Extract provided:
For the last six weeks or so I’ve been working on a small
scale project to attempt to find out if stable isotopes in modern terrestrial
snail shell carbonate can provide reliable climate records in southern Cyprus.
This is a pilot study for an archaeologist (interdisciplinary or what?) who
hopes to use shells excavated from ancient settlements to see to what extent
changes in human behaviour (e.g. migration) can be linked to climate change.
The period she is interested in is during the mid-Holocene, around the time of
Sapropel one, when there are well documented changes between more arid and more
humid climate regimes. However these records tend to be from marine and lake
cores (my corals also showed evidence of a cool and wet period around this time
(Royle et al., 2015)) and so it is hard to directly relate them to distal
changes in human behaviour due to uncertainty in dating techniques and the effects
of local microclimates. Therefore getting climate data from the sites
themselves would be pretty handy.
Snails are good for this as they are a common find on
archaeological sites with most just being bagged, tagged and stored away; so
there is plenty of material to work on and recent work has been promising (e.g.
Prendergast et al., 2015a, 2015b). However, some species are burrowers and so could
be later intruders into the deposits meaning careful species identification is
necessary.
This has meant that the 3 days a week I’m not working at the
climbing wall I’ve been back in the Stable Isotope Laboratory with the
painstaking task of identifying, cleaning, crushing, weighing and analysing a
fuck-tonne (well a few smuggled Tupperware boxes worth) of modern snail shells
to see if they give consistent results.
Annoyingly, not being associated with the Environmental
Sciences labs in any official capacity (somehow working under the strange
umbrella of the ‘Art, Media and American Studies’, seriously, what the fuck???)
or have ANY research budget, means I have been completely reliant on friendly
technicians to let me into labs, donate leftover (highly toxic and corrosive)
chemicals and borrow equipment, which has meant a lot of wandering around the
maze of ENV looking for people with the necessary access rights, begging and
bartering.
I was given a few hundred snail shells that had been
collected (supposedly all already dead with no bits of snail inside them…) from
various localities around Cyprus to sort through and pick out the best for
analysis. Unsurprisingly, the helix of a snail shell is not very easy to clean,
although my re-appropriated bouldering brush did a good job of getting the
shallower dirt out.

Required tasks:
1/ In the account of the Cyprus snail-shell study, what did the author use to get the shallower dirt out of the shells?
2/ Extend the account of the Cyprus snail-shell pilot study from the point where it stops.

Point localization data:

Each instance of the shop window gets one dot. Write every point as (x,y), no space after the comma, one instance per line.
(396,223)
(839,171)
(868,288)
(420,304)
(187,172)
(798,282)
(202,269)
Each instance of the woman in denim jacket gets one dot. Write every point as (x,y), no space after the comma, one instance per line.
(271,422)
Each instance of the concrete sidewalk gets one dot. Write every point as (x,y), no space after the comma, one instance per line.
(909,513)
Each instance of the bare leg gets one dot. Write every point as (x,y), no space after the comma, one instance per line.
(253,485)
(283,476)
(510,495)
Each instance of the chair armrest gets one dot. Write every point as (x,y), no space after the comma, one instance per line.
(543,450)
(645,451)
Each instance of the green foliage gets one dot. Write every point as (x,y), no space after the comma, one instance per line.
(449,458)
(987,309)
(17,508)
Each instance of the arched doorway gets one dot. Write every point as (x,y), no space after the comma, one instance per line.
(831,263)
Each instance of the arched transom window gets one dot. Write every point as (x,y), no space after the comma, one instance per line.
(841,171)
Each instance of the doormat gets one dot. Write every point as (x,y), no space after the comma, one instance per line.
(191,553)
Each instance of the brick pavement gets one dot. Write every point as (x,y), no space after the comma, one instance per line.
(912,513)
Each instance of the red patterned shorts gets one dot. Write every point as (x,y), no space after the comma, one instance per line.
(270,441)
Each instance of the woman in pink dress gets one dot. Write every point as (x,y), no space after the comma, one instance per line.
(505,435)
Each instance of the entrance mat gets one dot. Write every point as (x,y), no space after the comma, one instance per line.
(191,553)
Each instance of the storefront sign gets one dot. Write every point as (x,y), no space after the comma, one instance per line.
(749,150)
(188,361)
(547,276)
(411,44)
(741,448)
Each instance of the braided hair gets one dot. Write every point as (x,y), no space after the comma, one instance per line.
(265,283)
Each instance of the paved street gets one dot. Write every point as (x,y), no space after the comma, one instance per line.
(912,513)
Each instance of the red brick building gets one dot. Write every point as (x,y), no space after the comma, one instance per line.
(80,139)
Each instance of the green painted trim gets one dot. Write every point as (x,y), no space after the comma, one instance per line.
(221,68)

Answers below:
1/ A re-appropriated bouldering brush.

2/
So many snails to clean... |
After a day of repeatedly washing and rinsing and fishing globules
of rotten snail carcass from deep inside the shells the whole lab, my hands and
clothes stank of rancid mollusc, and they still needed a night in bleach and another
morning’s cleaning to get them properly clean. One had had a maggot living deep
inside it which took a lot of dislodging, while another wasn’t actually dead,
just aestivating (snail hibernation) and so was released into the shrubbery…
After they’d all been
cleaned and oven dried, each shell had to be individually ground into a VERY
fine powder with a pestle and mortar until completely homogenised. This took a
surprising amount of time and effort with my right arm suffering from some
major pump – pretty sure those few days’ work did more for my climbing
endurance than the whole winter’s training!
CRUSH,!CRUSH! CRUSH! |
70 micrograms (that’s 0.000070g) of each powdered shell then
had to be weighed out ready for analysis, that’s not a lot of shell, it’s
really quite fiddly using a really tiny spatula which is actually just a bit of
wire with a flattened end.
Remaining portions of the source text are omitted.